The problem: Select, from the data, each line where "white" occurs.

---- Materials provided

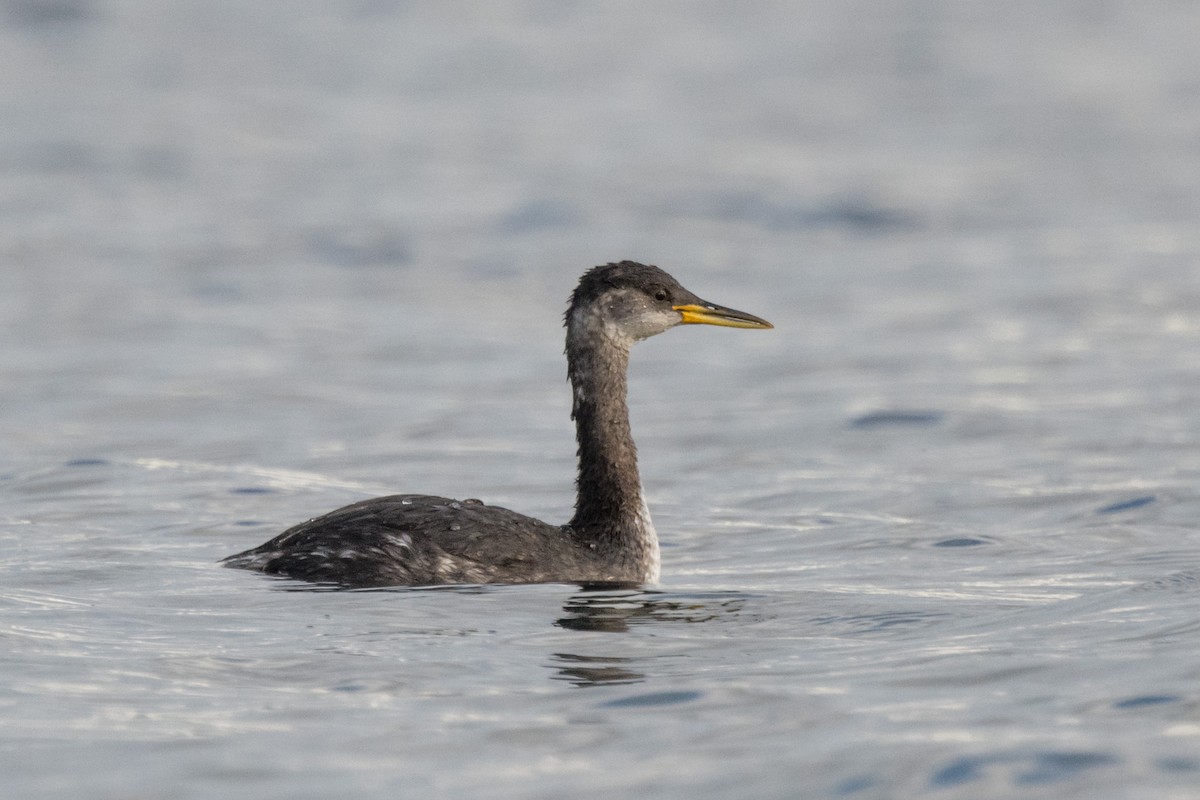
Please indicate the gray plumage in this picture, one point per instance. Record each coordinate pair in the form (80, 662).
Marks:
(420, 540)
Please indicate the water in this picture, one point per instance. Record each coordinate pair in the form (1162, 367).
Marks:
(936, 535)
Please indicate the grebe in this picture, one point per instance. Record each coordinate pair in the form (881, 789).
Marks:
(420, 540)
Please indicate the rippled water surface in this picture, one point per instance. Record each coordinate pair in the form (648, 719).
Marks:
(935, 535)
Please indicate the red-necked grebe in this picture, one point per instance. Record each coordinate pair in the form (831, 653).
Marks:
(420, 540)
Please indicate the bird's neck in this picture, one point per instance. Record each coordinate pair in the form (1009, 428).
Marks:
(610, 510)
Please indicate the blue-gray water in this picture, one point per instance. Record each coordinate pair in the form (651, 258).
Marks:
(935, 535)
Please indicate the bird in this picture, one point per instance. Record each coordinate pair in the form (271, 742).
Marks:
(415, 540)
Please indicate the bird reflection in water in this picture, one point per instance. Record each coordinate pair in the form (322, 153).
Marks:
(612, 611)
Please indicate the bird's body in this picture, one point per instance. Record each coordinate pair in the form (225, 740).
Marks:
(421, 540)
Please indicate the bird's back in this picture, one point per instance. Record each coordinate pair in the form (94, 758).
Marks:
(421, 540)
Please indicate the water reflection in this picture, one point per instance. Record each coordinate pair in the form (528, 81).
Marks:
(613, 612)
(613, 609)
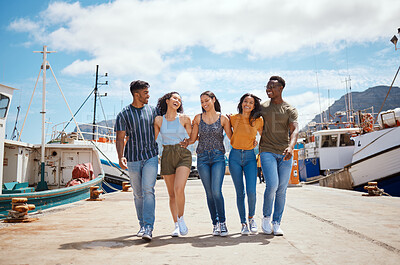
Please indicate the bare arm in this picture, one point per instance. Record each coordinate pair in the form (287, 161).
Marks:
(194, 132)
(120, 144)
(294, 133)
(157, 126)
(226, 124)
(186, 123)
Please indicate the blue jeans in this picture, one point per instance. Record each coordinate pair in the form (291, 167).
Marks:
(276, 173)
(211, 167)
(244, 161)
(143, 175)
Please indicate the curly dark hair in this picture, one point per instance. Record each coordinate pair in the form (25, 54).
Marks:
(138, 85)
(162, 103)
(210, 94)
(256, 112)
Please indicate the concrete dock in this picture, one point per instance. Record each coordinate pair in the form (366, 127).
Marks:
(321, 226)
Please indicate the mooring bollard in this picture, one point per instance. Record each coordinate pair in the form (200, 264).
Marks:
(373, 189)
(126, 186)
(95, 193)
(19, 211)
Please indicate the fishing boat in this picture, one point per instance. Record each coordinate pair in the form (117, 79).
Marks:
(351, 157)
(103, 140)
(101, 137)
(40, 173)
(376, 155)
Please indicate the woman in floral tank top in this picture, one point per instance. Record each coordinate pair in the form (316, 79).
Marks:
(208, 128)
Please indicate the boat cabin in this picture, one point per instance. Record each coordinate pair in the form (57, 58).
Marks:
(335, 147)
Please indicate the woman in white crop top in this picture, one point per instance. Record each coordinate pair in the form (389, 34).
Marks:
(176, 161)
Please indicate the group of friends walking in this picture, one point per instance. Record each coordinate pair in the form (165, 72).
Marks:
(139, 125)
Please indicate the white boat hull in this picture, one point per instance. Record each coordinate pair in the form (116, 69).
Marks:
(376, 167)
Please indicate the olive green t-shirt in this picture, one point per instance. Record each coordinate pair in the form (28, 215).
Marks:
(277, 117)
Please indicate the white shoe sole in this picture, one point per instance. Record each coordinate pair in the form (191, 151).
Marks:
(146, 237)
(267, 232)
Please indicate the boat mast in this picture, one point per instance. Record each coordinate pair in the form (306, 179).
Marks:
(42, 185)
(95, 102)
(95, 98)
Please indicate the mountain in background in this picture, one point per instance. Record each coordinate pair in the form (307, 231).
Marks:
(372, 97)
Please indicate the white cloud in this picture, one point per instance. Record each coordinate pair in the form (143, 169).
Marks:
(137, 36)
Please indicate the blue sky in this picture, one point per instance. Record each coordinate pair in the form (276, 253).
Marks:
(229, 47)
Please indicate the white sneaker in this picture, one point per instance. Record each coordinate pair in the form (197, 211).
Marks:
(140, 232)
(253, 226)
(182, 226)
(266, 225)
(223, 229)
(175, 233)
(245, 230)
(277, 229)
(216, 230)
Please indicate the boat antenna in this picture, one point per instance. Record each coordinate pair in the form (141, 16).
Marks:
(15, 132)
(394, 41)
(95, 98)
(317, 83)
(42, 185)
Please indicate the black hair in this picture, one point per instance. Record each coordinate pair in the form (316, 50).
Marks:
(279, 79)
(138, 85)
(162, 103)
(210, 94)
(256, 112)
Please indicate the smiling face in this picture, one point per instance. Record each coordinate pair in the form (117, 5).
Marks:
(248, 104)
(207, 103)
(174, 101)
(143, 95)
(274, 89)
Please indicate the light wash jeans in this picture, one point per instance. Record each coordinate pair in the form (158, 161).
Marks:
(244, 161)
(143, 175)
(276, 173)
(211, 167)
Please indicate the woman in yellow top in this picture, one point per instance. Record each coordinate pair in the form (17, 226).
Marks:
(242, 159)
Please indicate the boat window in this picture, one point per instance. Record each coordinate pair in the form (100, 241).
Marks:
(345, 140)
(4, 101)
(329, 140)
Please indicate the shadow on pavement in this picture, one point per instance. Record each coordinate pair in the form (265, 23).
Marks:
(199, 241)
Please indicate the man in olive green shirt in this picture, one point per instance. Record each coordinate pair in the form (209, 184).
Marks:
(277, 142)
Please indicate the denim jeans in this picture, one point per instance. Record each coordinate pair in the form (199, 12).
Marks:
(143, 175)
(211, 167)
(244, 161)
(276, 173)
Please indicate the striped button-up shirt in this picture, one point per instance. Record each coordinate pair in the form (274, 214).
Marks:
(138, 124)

--------

Written solution:
Please indicate the woman in white crop top in this picture, one point per instance. Record each coordinate pair in the form (389, 34).
Please indicate the white boat hull in this picture, one point per instance. Record each coordinate pair in the form (116, 69).
Please indicate the white shoe sole in this picture, one point per instance. Record each coordinate pair in the form (191, 151).
Please indicate the white cloud in this picture, one point per instance. Record each coordinate pair in the form (143, 169).
Please indicate the white sneaker in this picture, one point per instance. Record each coordinate pair in the form (197, 211).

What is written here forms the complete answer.